PROVIDED RECORDS
◇ ◇ ◇ ◇

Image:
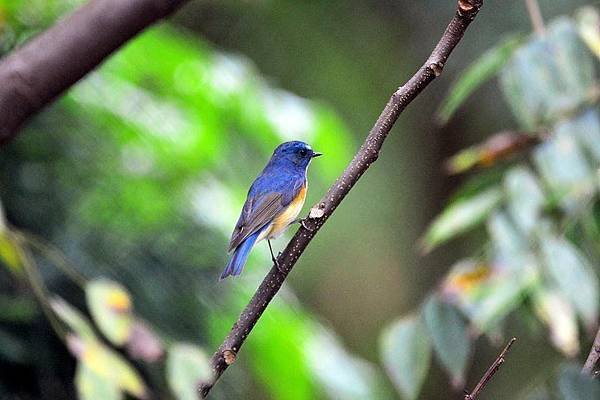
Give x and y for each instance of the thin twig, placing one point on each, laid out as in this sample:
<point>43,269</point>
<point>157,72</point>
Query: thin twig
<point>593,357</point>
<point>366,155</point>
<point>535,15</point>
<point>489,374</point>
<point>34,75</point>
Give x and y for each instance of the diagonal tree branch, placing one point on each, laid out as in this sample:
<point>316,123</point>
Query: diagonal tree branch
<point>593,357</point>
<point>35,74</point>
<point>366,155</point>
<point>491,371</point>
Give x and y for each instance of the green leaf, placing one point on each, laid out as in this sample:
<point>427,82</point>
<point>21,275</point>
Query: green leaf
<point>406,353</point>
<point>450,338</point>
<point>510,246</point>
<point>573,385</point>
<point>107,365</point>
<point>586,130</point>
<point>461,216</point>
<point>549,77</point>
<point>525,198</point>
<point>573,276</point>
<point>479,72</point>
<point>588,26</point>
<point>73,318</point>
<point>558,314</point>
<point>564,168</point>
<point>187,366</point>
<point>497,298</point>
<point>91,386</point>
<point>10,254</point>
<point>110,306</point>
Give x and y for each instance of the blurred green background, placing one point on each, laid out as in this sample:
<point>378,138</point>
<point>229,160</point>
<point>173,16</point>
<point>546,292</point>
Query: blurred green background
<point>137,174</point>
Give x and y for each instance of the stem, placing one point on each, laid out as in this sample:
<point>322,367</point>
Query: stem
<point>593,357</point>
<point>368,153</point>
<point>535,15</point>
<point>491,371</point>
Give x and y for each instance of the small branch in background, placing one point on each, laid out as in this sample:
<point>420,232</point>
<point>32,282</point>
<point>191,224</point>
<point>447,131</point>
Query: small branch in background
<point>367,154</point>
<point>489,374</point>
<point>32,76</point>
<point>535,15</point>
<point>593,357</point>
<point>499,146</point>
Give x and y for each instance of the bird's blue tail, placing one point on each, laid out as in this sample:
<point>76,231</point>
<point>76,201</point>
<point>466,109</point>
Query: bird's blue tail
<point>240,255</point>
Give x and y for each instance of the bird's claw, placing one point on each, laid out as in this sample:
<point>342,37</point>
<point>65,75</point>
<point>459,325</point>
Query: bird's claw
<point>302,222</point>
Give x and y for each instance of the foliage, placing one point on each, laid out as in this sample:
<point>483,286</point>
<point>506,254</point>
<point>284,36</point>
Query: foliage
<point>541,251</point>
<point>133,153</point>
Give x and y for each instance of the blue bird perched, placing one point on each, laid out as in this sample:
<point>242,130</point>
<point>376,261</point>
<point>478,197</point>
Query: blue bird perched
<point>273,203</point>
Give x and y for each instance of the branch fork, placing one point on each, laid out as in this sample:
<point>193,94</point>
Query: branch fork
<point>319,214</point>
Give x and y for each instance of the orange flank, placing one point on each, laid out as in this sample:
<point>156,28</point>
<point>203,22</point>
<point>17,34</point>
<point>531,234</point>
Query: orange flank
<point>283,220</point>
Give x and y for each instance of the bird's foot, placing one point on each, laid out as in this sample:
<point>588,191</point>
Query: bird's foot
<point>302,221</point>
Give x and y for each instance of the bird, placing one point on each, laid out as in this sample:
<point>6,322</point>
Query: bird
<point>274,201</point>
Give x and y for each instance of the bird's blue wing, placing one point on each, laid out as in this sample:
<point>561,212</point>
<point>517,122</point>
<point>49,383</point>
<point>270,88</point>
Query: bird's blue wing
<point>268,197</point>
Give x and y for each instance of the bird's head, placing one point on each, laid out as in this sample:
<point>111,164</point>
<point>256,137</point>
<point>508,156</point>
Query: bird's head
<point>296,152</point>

◇ ◇ ◇ ◇

PROBLEM TO SOLVE
Line by line, output the material above exactly, passing over the pictures.

SOLUTION TO THIS EXERCISE
Image:
Give x and y for each instance of the thin twig, placing one point on each, laid out as in this sample:
<point>43,269</point>
<point>157,72</point>
Query: thin twig
<point>593,357</point>
<point>366,155</point>
<point>535,15</point>
<point>489,374</point>
<point>34,75</point>
Give x and y for each instance of the diagonal tree branch, placing one point on each, laid out as in this sample:
<point>316,123</point>
Query: diagonal tree branch
<point>593,357</point>
<point>35,74</point>
<point>366,155</point>
<point>491,371</point>
Give x and y for each instance of the green leaf, placing one point on each, laid out as in this sample:
<point>427,82</point>
<point>21,275</point>
Query: green leaf
<point>406,353</point>
<point>450,338</point>
<point>510,246</point>
<point>573,385</point>
<point>107,365</point>
<point>586,130</point>
<point>461,216</point>
<point>549,77</point>
<point>525,198</point>
<point>573,276</point>
<point>479,72</point>
<point>588,26</point>
<point>73,318</point>
<point>558,314</point>
<point>564,168</point>
<point>187,366</point>
<point>497,298</point>
<point>91,386</point>
<point>10,254</point>
<point>110,306</point>
Give x and y for each instance of the blurred green background, placing one point on each, laid out as in this sample:
<point>378,138</point>
<point>229,160</point>
<point>173,16</point>
<point>546,292</point>
Query: blurred green background
<point>137,174</point>
Give x and y for each instance of the stem, placing one point on each, laid out as in this sample:
<point>322,367</point>
Query: stem
<point>593,357</point>
<point>368,153</point>
<point>535,15</point>
<point>491,371</point>
Give x and y for each instance of the small branch in background, placing one point on each, laid out as in this sample:
<point>420,232</point>
<point>32,282</point>
<point>191,224</point>
<point>447,131</point>
Query: small branch in background
<point>367,154</point>
<point>489,374</point>
<point>32,76</point>
<point>535,15</point>
<point>593,357</point>
<point>499,146</point>
Give x and y for each instance of the bird's blue tail, placing one point on each, laid out as in this sample:
<point>76,231</point>
<point>76,201</point>
<point>466,109</point>
Query: bird's blue tail
<point>240,255</point>
Give x and y for each instance of the bird's claw, placing one point on each, laid out as in this sample:
<point>342,37</point>
<point>65,75</point>
<point>459,325</point>
Query: bird's claw
<point>302,222</point>
Give x and y for each instance of the foliage, placing one point on each, laid out as in this sample:
<point>483,286</point>
<point>506,254</point>
<point>284,36</point>
Query: foliage
<point>541,251</point>
<point>133,153</point>
Give x and y for each instance of the blue bird perched, placing one point on each, laid out as in this sample:
<point>242,130</point>
<point>376,261</point>
<point>478,197</point>
Query: blue bird perched
<point>273,203</point>
Give x and y for each instance of the branch fork, placing one point on each, laid out as in this sample:
<point>193,94</point>
Query: branch fork
<point>319,214</point>
Give x and y for each instance of the orange flank, placing one point on each, laid out as in this sample:
<point>156,28</point>
<point>203,22</point>
<point>17,34</point>
<point>531,234</point>
Query: orange flank
<point>283,220</point>
Give x and y for each instance of the bird's foot, placing one point on each, laid out as in this sample:
<point>588,191</point>
Query: bird's foot
<point>302,221</point>
Give x and y for each instance of the bird, placing one point on each, laid out as in this sample:
<point>6,322</point>
Query: bird
<point>274,201</point>
Give x and y for each instance of the bird's blue wing, placing one point on each, laid out as in this sample:
<point>561,212</point>
<point>517,122</point>
<point>49,383</point>
<point>270,88</point>
Query: bird's blue wing
<point>268,197</point>
Give x and y for each instance of the bird's head, placing one point on each, laid out as in this sample:
<point>111,164</point>
<point>256,137</point>
<point>508,156</point>
Query: bird's head
<point>296,152</point>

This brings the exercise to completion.